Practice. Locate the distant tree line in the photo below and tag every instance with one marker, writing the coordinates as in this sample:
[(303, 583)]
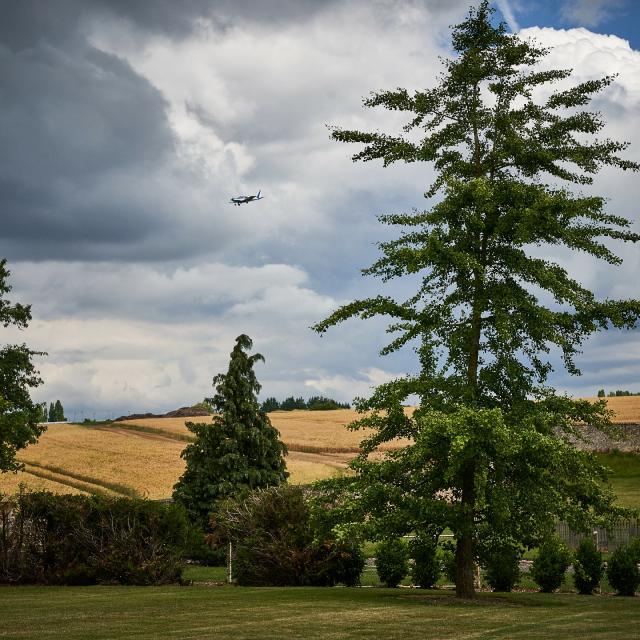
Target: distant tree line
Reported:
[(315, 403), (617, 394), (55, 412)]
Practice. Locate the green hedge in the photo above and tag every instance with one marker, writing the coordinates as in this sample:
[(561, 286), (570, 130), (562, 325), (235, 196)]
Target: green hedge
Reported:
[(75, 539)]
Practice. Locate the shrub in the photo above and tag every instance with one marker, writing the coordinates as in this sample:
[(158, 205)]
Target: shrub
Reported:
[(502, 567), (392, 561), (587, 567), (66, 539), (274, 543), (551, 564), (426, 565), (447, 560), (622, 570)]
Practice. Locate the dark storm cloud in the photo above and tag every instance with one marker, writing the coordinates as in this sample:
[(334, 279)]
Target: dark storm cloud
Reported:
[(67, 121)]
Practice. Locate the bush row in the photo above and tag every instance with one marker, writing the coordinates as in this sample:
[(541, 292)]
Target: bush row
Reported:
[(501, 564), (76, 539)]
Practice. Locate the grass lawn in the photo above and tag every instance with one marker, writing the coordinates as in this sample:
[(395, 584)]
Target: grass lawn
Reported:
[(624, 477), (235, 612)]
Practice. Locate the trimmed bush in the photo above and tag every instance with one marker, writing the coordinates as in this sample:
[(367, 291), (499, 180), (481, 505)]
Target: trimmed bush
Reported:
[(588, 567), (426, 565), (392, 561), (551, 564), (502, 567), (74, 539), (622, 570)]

——————————

» **Short exercise**: Copy everything from the line containing "Practice. Locate the shrub" down to the line containing "[(501, 564), (76, 539)]", with both of those lines included, reproducing each line as it appears in the records.

» **Output of the exercise**:
Practice. Locate the shrub in the photo above and tag every instance with one marker, writing the coordinates as in this sample:
[(158, 205)]
Target: shrub
Reported:
[(502, 567), (392, 561), (587, 567), (66, 539), (274, 543), (551, 564), (426, 565), (447, 560), (622, 570)]
Practice. Locate the dark storm cloud in the photo above and tag every instance with one marker, writing the coordinates as in this sample:
[(334, 279)]
Target: dark storm cloud
Reported:
[(67, 121)]
Practice. Locate the bush row in the photo above and tag every instance with one marker, writing the coordinates as in this sample:
[(541, 292)]
Target: bush row
Reported:
[(501, 564), (76, 539)]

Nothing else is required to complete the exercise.